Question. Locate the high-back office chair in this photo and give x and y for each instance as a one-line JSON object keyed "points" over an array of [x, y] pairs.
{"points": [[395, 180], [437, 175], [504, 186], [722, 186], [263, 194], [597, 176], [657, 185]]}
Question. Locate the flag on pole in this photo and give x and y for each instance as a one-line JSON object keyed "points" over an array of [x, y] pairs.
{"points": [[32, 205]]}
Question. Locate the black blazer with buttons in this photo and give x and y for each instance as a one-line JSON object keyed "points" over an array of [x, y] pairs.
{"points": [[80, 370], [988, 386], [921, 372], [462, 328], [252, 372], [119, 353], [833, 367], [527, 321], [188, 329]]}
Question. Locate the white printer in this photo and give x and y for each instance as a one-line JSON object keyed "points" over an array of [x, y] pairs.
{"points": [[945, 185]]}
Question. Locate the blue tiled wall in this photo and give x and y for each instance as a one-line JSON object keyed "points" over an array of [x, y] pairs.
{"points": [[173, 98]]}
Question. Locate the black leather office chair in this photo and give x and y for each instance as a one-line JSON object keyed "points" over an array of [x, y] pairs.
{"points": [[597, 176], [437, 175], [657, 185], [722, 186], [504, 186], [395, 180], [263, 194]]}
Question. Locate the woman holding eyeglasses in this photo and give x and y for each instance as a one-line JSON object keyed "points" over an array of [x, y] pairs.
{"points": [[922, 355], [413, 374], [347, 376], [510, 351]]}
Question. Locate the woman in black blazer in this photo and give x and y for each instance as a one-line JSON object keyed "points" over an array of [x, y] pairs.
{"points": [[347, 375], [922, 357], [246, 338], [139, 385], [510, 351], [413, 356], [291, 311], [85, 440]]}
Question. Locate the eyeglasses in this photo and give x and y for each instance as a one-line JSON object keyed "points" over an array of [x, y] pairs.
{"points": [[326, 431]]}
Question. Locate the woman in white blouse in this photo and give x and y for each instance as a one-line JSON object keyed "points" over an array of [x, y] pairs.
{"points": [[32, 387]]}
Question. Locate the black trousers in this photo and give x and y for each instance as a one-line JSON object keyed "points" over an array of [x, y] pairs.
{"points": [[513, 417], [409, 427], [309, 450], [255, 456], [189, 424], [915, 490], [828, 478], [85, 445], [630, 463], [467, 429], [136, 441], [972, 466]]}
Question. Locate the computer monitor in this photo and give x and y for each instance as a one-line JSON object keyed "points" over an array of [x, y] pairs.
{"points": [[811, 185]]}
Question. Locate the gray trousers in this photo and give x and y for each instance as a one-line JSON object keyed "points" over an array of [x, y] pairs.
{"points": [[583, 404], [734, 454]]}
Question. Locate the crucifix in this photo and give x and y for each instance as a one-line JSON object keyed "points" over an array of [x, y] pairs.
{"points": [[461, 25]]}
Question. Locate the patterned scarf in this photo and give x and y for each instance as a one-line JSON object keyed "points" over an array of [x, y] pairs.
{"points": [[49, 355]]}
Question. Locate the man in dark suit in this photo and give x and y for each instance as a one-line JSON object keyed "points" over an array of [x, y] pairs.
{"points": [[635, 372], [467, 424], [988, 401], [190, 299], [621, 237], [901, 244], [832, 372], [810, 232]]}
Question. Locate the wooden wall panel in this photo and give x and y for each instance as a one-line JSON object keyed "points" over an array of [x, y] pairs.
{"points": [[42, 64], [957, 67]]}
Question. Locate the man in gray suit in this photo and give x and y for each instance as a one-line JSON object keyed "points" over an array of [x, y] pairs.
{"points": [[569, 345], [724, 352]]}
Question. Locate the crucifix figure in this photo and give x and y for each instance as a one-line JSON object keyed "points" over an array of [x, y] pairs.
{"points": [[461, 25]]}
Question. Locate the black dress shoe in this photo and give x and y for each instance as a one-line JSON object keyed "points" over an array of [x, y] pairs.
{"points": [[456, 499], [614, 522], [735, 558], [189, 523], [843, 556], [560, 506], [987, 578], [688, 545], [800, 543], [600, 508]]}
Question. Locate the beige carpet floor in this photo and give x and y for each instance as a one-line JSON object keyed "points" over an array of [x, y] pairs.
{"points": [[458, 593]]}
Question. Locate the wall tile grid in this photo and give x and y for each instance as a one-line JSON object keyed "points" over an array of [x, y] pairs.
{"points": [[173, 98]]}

*The task*. Having read the entries above, repeat them exactly.

*Written response*.
Question. Locate the high-back office chair in this photo and give x and y for each instance as a one-line JSON object keyed "points" over an array of [x, y] pairs.
{"points": [[395, 180], [437, 175], [504, 186], [722, 186], [263, 194], [597, 176], [657, 185]]}
Question. Locate the flag on pole in this photo and give x and y for each instance as a one-line JSON object keyed "points" over an array of [x, y] pairs.
{"points": [[32, 205]]}
Question. Locate the black blazer with buttons in this photo and give x and y for each instance as a one-line JSON object keyed "points" over an array of [x, y] pairs.
{"points": [[80, 370], [988, 386], [921, 372], [462, 328], [252, 372], [119, 353], [833, 367], [527, 321], [188, 329]]}
Question. Locate the white printer in this photo and give x and y for each instance as a one-line JSON object keyed "points" over an array of [x, y] pairs.
{"points": [[945, 185]]}
Question. Locate the blue tiled wall in this photo and give x and y for each instance as a one-line JSON object keyed "points" over an array of [x, y] pairs.
{"points": [[173, 98]]}
Question. Locate the black leather office chair in this photo and give x and y for each instance as a one-line JSON object keyed "points" over an array of [x, y] pairs.
{"points": [[597, 176], [437, 175], [657, 185], [722, 186], [504, 186], [395, 180], [263, 194]]}
Question. Locate the woman holding eyeglasses in this photo and give x and y for each instance as a one-line JSON object keyed "points" over an array of [x, y] pairs.
{"points": [[922, 355], [413, 374], [347, 376], [510, 351]]}
Question. Locate the woman in black blazer in this photo and give x and y for each instance as a one-line JSON object keyed "points" over an array of [x, y] pairs.
{"points": [[347, 375], [922, 357], [246, 338], [139, 385], [510, 351], [413, 356], [291, 311], [85, 440]]}
Question. Locate the eyeglasses in this photo and give x and y for each instance as a one-line JSON object keyed "points" over an array of [x, y] pairs.
{"points": [[326, 431]]}
Question. Locate the woman in white blouse in this photo and give x and y for each instance as a one-line JSON object keyed "points" over an array of [x, y] pairs.
{"points": [[32, 387]]}
Question. Locate the black trousers in this photo and give x and y for each instance as a one-line JSON object keyed "points" over an array of [x, y] pairs.
{"points": [[513, 417], [409, 427], [309, 450], [255, 456], [189, 424], [915, 490], [828, 478], [85, 445], [630, 463], [467, 429], [136, 441], [972, 466]]}
Question. Locate the computer monitor in this photo and give x and y for each instance as a one-line JSON object keyed "points" over an array of [x, y] pairs.
{"points": [[811, 185]]}
Question. Locate the gray trousers in this photo and give x and y for each instance as a one-line JSON object keyed "points" over an array of [x, y] pairs.
{"points": [[583, 404], [734, 454]]}
Question. Locate the crucifix in this photo and give x and y for each instance as a one-line JSON object keyed "points" over an array of [x, y] pairs.
{"points": [[461, 25]]}
Question. Locate the patterned scarf in this photo and give x and y for each instance as a one-line JSON object keyed "points" over an array of [x, y] pairs.
{"points": [[49, 355]]}
Question. Locate the man in dark suit in this photo and give x and y for each instance as a one-line JSON object keyed "points" over an array of [x, y] pairs.
{"points": [[635, 372], [467, 424], [988, 401], [190, 299], [621, 237], [901, 244], [832, 372], [810, 232]]}
Question. Locate the wooden wall panel in this photo and give x and y for each instance as a one-line JSON object keyed "points" over an array of [x, y] pairs.
{"points": [[42, 64], [957, 67]]}
Question. Locate the man in gray suit in this photo and give x and y for each instance as a one-line JSON object keyed "points" over an array of [x, y] pairs.
{"points": [[569, 345], [724, 352]]}
Question. Locate the crucifix figure in this photo and give x and y for each instance as a one-line JSON object keyed "points" over an array of [x, y] pairs.
{"points": [[461, 25]]}
Question. Locate the black dress shoe in this photo and give x and y for each instance as a one-line JSON object keyed "points" over an array of [x, y] pairs.
{"points": [[456, 499], [614, 522], [735, 558], [189, 523], [843, 556], [560, 506], [987, 578], [688, 545], [800, 543], [600, 508]]}
Question. Locate the beige carpet floor in this photo and give x and y for each instance as a one-line JSON object keyed "points" over an array of [x, y] pairs.
{"points": [[458, 593]]}
Question. Locate the wall tile grid in this photo and give x and y for each instance as a one-line JSON object keyed "points" over an array of [x, y] pairs.
{"points": [[173, 98]]}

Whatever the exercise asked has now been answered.